■ Raw data ■
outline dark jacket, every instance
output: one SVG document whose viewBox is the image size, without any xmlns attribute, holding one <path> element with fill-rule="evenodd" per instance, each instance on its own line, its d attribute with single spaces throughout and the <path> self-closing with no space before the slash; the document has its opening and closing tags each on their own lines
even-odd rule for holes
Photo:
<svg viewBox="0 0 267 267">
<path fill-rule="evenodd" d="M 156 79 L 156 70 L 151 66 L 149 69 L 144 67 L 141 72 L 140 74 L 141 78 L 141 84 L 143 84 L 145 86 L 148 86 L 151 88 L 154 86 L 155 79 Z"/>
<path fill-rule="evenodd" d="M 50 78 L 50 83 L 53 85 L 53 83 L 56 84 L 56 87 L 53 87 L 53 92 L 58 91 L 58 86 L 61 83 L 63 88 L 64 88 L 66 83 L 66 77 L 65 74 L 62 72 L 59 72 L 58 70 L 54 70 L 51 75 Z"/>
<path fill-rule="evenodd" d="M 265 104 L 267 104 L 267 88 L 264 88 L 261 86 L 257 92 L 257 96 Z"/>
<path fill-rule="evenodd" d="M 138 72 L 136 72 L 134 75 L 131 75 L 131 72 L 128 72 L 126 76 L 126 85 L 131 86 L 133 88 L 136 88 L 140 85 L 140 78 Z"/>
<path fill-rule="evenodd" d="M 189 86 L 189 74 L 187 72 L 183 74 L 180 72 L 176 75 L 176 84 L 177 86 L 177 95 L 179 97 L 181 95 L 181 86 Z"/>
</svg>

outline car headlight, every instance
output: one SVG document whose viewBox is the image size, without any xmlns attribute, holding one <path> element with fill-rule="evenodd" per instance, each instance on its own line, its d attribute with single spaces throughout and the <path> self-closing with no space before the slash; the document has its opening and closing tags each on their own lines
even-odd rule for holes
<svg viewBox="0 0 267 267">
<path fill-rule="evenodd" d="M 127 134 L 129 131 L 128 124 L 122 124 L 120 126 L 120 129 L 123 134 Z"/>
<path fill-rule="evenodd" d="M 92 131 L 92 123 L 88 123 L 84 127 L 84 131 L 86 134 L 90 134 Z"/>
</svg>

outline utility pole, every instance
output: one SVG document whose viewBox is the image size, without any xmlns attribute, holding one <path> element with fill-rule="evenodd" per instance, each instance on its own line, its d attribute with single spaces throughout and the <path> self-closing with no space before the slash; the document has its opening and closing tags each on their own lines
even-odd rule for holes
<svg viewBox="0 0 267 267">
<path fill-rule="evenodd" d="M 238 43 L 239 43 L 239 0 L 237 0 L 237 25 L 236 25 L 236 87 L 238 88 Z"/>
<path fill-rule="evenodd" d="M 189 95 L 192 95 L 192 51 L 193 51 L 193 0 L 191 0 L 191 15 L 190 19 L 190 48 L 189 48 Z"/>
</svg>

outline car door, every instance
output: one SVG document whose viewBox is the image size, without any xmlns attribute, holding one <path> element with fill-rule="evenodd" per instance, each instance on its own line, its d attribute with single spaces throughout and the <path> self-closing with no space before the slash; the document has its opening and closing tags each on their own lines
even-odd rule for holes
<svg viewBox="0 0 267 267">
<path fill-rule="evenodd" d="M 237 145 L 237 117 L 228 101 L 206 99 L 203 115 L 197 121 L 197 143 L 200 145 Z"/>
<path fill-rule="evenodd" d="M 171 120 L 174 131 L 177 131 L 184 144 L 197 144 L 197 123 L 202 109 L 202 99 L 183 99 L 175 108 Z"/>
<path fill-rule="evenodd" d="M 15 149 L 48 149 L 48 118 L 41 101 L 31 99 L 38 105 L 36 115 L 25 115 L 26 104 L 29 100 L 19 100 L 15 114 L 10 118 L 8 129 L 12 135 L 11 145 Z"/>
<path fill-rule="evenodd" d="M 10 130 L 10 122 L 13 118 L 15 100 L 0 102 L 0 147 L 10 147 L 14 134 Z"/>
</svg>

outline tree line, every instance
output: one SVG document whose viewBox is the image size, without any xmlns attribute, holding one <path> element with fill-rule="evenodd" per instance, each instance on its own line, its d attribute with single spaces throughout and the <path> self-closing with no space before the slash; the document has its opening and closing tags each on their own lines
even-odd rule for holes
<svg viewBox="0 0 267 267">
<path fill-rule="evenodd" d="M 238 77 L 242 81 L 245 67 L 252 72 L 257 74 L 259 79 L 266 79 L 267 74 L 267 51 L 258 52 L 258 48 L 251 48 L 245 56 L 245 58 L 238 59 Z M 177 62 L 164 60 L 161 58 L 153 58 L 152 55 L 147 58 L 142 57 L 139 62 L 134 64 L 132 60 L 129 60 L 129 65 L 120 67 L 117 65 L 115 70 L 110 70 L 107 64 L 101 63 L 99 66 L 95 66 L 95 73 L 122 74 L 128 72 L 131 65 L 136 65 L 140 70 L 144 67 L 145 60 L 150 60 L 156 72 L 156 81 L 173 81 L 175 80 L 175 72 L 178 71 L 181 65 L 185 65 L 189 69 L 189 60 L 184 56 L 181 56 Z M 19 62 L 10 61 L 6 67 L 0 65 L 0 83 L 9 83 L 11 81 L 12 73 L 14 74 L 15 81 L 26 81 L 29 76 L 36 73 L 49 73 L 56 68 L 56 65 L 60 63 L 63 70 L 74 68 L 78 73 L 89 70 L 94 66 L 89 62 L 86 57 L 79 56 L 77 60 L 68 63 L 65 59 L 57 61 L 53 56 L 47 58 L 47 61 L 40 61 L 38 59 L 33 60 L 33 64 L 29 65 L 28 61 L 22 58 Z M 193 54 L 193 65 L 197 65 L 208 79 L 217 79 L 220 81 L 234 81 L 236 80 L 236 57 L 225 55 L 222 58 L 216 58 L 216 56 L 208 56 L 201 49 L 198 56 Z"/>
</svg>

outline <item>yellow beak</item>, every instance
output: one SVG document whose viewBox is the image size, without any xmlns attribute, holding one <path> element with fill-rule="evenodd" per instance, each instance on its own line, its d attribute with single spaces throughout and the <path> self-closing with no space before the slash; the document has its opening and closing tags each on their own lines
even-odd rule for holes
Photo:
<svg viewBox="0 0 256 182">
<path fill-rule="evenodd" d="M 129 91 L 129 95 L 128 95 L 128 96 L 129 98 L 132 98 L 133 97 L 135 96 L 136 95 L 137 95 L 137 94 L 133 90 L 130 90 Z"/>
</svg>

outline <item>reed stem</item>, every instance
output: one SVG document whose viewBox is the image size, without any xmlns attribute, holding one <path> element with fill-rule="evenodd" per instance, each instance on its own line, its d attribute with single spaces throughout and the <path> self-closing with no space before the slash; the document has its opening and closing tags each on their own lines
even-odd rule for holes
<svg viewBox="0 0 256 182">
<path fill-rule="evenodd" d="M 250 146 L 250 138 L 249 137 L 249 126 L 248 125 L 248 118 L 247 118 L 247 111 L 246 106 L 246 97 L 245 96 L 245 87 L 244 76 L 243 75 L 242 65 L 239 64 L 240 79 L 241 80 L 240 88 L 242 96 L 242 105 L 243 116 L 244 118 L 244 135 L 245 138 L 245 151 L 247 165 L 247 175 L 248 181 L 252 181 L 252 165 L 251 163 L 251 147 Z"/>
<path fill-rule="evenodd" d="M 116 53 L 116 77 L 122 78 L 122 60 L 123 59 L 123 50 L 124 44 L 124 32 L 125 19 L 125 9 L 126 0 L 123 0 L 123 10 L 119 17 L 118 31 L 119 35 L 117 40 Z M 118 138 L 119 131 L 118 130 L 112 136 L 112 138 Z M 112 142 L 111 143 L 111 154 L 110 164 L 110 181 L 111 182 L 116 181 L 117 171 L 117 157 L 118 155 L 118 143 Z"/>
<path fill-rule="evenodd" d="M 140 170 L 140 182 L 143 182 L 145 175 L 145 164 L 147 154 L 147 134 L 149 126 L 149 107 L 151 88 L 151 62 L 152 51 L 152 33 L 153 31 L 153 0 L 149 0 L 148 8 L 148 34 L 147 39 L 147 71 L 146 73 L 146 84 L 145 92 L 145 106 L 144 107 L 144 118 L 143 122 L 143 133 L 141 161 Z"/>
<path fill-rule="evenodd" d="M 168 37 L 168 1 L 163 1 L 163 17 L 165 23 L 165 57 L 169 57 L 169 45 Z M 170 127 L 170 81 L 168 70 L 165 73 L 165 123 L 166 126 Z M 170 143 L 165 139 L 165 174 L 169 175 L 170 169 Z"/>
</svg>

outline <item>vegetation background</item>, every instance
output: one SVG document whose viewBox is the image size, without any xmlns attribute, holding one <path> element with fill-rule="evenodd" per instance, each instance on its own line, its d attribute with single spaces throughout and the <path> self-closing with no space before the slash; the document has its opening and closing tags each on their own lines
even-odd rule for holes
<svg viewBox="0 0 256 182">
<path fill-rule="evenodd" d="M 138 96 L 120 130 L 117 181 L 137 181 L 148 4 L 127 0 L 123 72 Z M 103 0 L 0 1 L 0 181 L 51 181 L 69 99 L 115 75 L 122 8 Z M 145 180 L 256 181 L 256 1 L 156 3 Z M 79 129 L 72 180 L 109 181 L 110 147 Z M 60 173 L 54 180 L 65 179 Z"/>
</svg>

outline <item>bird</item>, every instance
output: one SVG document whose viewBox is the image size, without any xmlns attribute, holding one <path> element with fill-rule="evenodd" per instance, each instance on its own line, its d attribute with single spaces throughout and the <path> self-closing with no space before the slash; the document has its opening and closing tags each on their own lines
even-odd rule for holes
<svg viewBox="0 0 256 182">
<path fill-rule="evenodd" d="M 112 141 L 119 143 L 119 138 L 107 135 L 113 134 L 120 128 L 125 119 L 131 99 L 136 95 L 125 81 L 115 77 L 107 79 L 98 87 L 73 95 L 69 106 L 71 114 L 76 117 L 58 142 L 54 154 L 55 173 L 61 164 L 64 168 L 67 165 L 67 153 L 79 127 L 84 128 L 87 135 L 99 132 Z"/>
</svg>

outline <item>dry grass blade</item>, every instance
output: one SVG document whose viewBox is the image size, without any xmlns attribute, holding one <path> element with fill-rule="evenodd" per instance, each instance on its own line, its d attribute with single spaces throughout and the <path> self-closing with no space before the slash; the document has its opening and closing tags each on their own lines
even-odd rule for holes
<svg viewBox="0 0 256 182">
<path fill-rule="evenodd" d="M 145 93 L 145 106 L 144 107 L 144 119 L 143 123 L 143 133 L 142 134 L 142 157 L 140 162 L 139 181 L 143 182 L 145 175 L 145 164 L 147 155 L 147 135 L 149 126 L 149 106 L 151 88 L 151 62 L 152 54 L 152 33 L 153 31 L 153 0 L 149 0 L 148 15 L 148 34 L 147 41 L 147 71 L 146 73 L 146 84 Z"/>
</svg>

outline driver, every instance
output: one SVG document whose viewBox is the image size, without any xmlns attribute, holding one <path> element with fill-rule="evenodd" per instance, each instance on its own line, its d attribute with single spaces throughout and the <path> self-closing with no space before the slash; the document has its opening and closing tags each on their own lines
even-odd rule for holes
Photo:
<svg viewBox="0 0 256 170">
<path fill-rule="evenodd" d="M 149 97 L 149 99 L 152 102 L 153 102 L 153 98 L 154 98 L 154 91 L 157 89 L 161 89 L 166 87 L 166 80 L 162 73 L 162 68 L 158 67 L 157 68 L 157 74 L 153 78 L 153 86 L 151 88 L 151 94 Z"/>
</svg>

■ What the exercise asks ■
Rewrite the records from their start through the line containing "156 79 L 156", changing "jacket" to "coat" and leaving everything else the same.

■ Exercise answer ■
outline dark coat, every instance
output: one SVG document whose viewBox is the image size, without any xmlns attribute, holding one <path> element with fill-rule="evenodd" per instance, each instance on its own line, its d attribute with single spaces throughout and the <path> self-closing with no space before the slash; the document has its opening and closing tags each on their own lines
even-odd rule for holes
Photo:
<svg viewBox="0 0 267 267">
<path fill-rule="evenodd" d="M 156 79 L 156 70 L 151 66 L 149 69 L 144 67 L 141 72 L 140 74 L 141 78 L 141 84 L 143 84 L 145 86 L 148 86 L 151 88 L 154 86 L 155 79 Z"/>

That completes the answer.